◆ 取り組む課題
1. エヴァの感想文のうち、「ちなみにそれぞれの使徒のデザ」を含む語句で始まり「返りで胸が揺れるところとか。」で終わる部分を、そのまま複製してください。
2. エヴァの感想文をもとに、次の問いに答えよ。
(a) 第3使徒のデザインを担当したのは誰か。
(b) 弐号機の人気がいまいちだった理由は、何と判断されたか。
(c) 新キャラのマリの声を演じているのは誰か。
3. エヴァの感想文で「サービスシーン」として挙げられているものを、すべて書き出せ。

◆ 本文
ちなみにそれぞれの使徒のデザインは第3使徒鬼頭莫宏、第7使徒小松田大全コヤマシゲト、第8使徒前田真宏本田雄、らしい。弐号機は旧シリーズで人気がいまいちなかったのが「二つ目と角がないから」と判断され、今回のデザイン変更に至ったらしい。

日常パート

はこっぱずかしくて変な汗がいっぱい出た。シンちゃんに触発されて綾波・アスカが料理を始めてみたり、という展開もそうだけど、アスカinペンペン風呂の乳首隠しとか、アスカの縞パンとか、マブラヴみたいなアスカの透け透けプラグスーツ(なんかアスカばっかりだな/てかあれはドラマCDネタかむしろ)といったサービスシーンが、ありていに言って、拷問だった。アレなSSを読んでいるかのよう。やーまあTVシリーズにしてからがこの頃はコメディ要素多かったし、ガイナだし(はいはいカラーカラー)、で納得できなくはないけど……。メカ関係でスタッフの想像力が全開になってるのと比べてベッタベタな演出ばっかりなので、また学園エヴァ的オタ批判か!と身構えてしまう。「どーせこの後持ち上げて落とすためにわざとやってんだろー」と思ってて、アスカがあんなことになったけど、次回予告であっさり復活してるし。


こんなこと考えてしまうのは、自分がいまだに旧シリーズを引きずってるからなのかな。EOEであんなことになってた綾波の乳首ですら、喜んでる人が結構いるみたいだし。物語としてはEOEで自分の中でも終わってたんだけど、既存キャラクターに対する愛着はあの時一気に薄れた。だから、新キャラのマリが出張ってるシーンは逆に安心して観ていられた。当時EOEに否定的だった和月の感想とか聞いてみたい。まー今回のアスカに関して言えば可愛いは可愛いんだけどな。寝返りで胸が揺れるところとか。

キャラクター

別に見ていくと、新キャラのマリは現時点ではいまいち目的などが掴みきれず。でも、今までのエヴァにはいなかったトラウマなしの快楽主義者のインパクトはすごかった。しあわせは〜歩いてこない(ガションガション だ〜から歩いてゆくんだよ〜(ガションガション。坂本真綾エヴァだからどうってわけではない自然ないつも通りの声で、なのにあの世界に馴染んでた。パンフによると「今まではどちらかというと優等生的なキャラばかりやってきたので持ち味とは真逆」の印象があったらしいけど、言われてみればそうか。「昭和的な親父」ってのは真綾本人の印象にも合致してて、ハマり役だと思った。『リスキー・セフティ』で「てめえ、昨日他の女といちゃついてただろ!」という台詞を聞いてから10年、俺はこういう役を待ってたんだ!「破」を象徴するキャラクターって割に他とあんまり絡まなかったのは残念。次回はカヲル君を押しのけるくらいの活躍を!あと山ちゃんとは何かと縁があるな。

保存済みの記録
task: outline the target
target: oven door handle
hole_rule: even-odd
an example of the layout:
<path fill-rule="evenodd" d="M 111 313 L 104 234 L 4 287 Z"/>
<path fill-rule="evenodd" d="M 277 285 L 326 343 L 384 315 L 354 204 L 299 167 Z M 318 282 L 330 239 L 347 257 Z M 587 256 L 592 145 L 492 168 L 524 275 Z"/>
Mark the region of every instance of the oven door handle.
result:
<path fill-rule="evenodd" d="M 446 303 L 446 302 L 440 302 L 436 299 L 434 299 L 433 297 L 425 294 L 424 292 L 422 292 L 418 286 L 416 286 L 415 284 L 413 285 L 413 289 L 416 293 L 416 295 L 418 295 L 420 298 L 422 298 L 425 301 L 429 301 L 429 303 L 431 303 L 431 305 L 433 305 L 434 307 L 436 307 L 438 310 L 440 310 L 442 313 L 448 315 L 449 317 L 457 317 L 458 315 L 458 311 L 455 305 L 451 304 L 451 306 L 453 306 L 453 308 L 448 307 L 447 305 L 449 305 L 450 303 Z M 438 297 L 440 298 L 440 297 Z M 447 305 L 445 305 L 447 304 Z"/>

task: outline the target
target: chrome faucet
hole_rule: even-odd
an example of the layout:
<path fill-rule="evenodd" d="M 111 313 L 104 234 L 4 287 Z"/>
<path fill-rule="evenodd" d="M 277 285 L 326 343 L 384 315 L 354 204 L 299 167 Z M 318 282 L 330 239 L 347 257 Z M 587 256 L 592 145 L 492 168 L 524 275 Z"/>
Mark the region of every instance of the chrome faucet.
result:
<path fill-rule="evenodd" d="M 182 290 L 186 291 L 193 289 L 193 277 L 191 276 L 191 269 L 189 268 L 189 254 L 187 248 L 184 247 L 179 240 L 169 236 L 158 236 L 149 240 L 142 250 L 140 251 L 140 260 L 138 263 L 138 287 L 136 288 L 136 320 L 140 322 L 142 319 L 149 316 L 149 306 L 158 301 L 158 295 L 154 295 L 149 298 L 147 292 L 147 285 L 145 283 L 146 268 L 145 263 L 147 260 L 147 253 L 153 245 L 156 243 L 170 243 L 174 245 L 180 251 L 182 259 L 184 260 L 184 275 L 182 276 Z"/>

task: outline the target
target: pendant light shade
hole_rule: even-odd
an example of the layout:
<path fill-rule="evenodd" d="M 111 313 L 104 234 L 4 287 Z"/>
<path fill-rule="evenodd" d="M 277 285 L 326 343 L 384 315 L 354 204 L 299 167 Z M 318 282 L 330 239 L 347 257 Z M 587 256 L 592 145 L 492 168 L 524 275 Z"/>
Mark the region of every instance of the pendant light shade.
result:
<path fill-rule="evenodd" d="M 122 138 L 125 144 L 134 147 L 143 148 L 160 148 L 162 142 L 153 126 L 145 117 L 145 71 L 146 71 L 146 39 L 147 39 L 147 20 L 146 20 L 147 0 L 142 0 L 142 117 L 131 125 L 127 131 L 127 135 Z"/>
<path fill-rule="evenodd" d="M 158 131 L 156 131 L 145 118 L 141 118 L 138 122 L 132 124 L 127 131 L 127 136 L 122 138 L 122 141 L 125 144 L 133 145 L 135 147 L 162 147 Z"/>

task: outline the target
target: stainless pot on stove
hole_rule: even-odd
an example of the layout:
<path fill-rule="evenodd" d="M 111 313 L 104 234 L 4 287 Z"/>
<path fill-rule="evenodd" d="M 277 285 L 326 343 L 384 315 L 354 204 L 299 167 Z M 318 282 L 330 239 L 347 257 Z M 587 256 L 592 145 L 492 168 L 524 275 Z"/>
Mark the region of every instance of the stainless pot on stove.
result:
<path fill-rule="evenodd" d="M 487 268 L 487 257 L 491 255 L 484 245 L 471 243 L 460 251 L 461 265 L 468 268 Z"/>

◆ 期待する結果
1.
ちなみにそれぞれの使徒のデザインは第3使徒鬼頭莫宏、第7使徒小松田大全コヤマシゲト、第8使徒前田真宏本田雄、らしい。弐号機は旧シリーズで人気がいまいちなかったのが「二つ目と角がないから」と判断され、今回のデザイン変更に至ったらしい。

日常パート

はこっぱずかしくて変な汗がいっぱい出た。シンちゃんに触発されて綾波・アスカが料理を始めてみたり、という展開もそうだけど、アスカinペンペン風呂の乳首隠しとか、アスカの縞パンとか、マブラヴみたいなアスカの透け透けプラグスーツ(なんかアスカばっかりだな/てかあれはドラマCDネタかむしろ)といったサービスシーンが、ありていに言って、拷問だった。アレなSSを読んでいるかのよう。やーまあTVシリーズにしてからがこの頃はコメディ要素多かったし、ガイナだし(はいはいカラーカラー)、で納得できなくはないけど……。メカ関係でスタッフの想像力が全開になってるのと比べてベッタベタな演出ばっかりなので、また学園エヴァ的オタ批判か!と身構えてしまう。「どーせこの後持ち上げて落とすためにわざとやってんだろー」と思ってて、アスカがあんなことになったけど、次回予告であっさり復活してるし。


こんなこと考えてしまうのは、自分がいまだに旧シリーズを引きずってるからなのかな。EOEであんなことになってた綾波の乳首ですら、喜んでる人が結構いるみたいだし。物語としてはEOEで自分の中でも終わってたんだけど、既存キャラクターに対する愛着はあの時一気に薄れた。だから、新キャラのマリが出張ってるシーンは逆に安心して観ていられた。当時EOEに否定的だった和月の感想とか聞いてみたい。まー今回のアスカに関して言えば可愛いは可愛いんだけどな。寝返りで胸が揺れるところとか。

2.
(a) 鬼頭莫宏
(b) 「二つ目と角がないから」
(c) 坂本真綾

3.
- アスカinペンペン風呂の乳首隠し
- アスカの縞パン
- アスカの透け透けプラグスーツ